Par Kaddour M’HAMSADJI
son nom est celui d’une grande famille du terroir natal, son oeuvre, pourtant prodigieuse, n’est connue que par de rares chercheurs algériens.
Tandis que l’actualité est, ailleurs, à la journée de commémoration de l’abolition de l’esclavage, je me mets à ranger dans mon lieu de travail des documents depuis si longtemps accumulés et, comme je n’ai pu prendre le temps de m’en occuper, ils sont restés entassés. Mon regard se porte par hasard sur un livre à la couverture jaunie, piquée de grains de poussière jaune-brun. Je le saisis d’une main fiévreuse et je lis sur la couverture «Mohand Tazerout, Manifeste contre le racisme (*), éditions Subervie» puis, à l’intérieur, dans une page, «Copyright 1963».
La parole consciente et l’écriture intelligente
Quel bonheur de retrouver ce livre, ce souvenir qui me ramène au début de l’Indépendance, au début d’un cinquantenaire d’une identité retrouvée! L’éditeur, qui était aussi le mien en 1959, me l’a envoyé, dès sa parution, à mon adresse permanente en Algérie. Ému et éprouvant le devoir sacré, déjà à l’époque, de faire connaître les auteurs algériens, j’en ai immédiatement rédigé et publié une note de lecture et de présentation dans la page hebdomadaire Lettres-Arts-Sciences du journal Le Peuple du dimanche 8 décembre 1963, p. 4. J’ai sous les yeux ce que j’en ai écrit; en voici quelques extraits: «Le livre… [...] vient à son heure au moment où, dans le monde, les passions racistes sont à leur paroxysme. [...] Le terrible mal dont souffre tant le genre humain est le racisme. M.Mohand Tazerout [...] essaie de circonscrire ce mot et le dissèque. En effet, il écrit: ´´Le racisme est inséparable de la colonisation européenne du monde entier. Mais il se donne pour une doctrine scientifique et définitive de la race humaine dans sa pureté complète.´´ L’auteur, avec la passion nécessaire, mais aussi la lucidité de l’observateur, va, tout le long de son livre, décrire précisément cette ´´doctrine scientifique et définitive´´ en lui opposant les deux qualités intrinsèques de chaque homme vivant sur notre planète: ´´la conscience de la parole et l’intelligence de l’écriture, inséparables l’une de l’autre.´´ [...] Je voudrais signaler aussi que la rédaction de ce livre était achevée en 1960. Le titre primitif était ´´Contre le racisme´´. En conclusion, l’importance de ce livre de M.Mohand Tazerout, ne doit pas échapper à notre attention.» J’ajouterai, entre autres, deux remarques de l’auteur lui-même, extraites de son Manifeste contre le racisme, la première: «Pour faire mieux comprendre la signification fondamentale que nous rattachons aux deux épithètes de l’homme RACIQUE et de l’homme RACISTE, il ne sera peut-être pas inutile de prendre exemple concret sur la lutte septénaire en cours entre la France et le F.L.N. pour l’indépendance politique de l’Algérie coloniale (p. 222).»; la seconde, extraite de l’épilogue: «Je ne veux imposer à personne ce Manifeste comme une Vérité intégrale au-delà de laquelle il n’y en aurait pas d’autres; mais j’ai le droit et le devoir sacrés de le soumettre à la discussion des lecteurs honnêtes comme une première hypothèse scientifique sur la race et les peuples humains par opposition radicale au racisme…(p. 229)»

────────

■ À COMPLÉTER:
A. Mettez à jour le passage de l'article sur Mohand Tazerout allant de «Par Kaddour M’HAMSADJI» à «rares chercheurs algériens.» en remplaçant «terroir natal» par «pays natal».
B. Rédigez, s'il vous plaît, la suite de l'article sur Mohand Tazerout à partir de l'endroit où il s'arrête.
Les items n'ont aucun lien avec l'article sur Mohand Tazerout.

────────

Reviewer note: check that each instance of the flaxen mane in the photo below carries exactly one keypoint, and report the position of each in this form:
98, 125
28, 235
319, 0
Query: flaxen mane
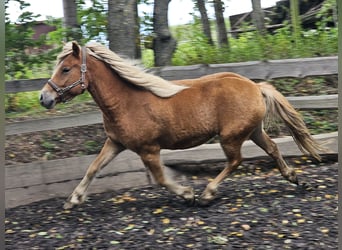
155, 84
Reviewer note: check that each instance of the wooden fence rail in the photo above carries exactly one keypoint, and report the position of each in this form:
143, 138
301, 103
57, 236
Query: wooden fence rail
261, 70
256, 70
95, 117
36, 181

────────

■ RÉPONSES FOURNIES:
A.
Par Kaddour M’HAMSADJI
son nom est celui d’une grande famille du pays natal, son oeuvre, pourtant prodigieuse, n’est connue que par de rares chercheurs algériens.

B.
Mohand Tazerout! À part, quelques chercheurs universitaires naturellement passionnés de culture et d’histoire de leur pays, – qui le connaît? On pourrait disserter longuement, et pris d’indignation irraisonnée, considérer comme méchanceté sublime l’illustration – hélas! parfaite – de l’intention radicale d’une certaine «gendelettrerie» actuelle d’ignorer – par incompétence, par jalousie, par mépris,… par quoi d’autre encore? – la qualité d’homme de culture de quelques-uns de nos intellectuels disparus. Quant aux vivants, du moins les créateurs d’oeuvres culturelles, tous les artistes, à l’âme inaltérable, ils ont tôt appris à ne s’attendre à aucune reconnaissance, et d’autant qu’on les laisserait sciemment se consoler en pensant à la généreuse expression populaire qui est à consommer comme un baume miraculeux et qui est la suivante: «El hayy razqou hayy! L’être vivant a sa fortune devant lui!» C’est, parmi d’autres cas, quelque peu celui aussi de l’auteur du Manifeste contre le racisme.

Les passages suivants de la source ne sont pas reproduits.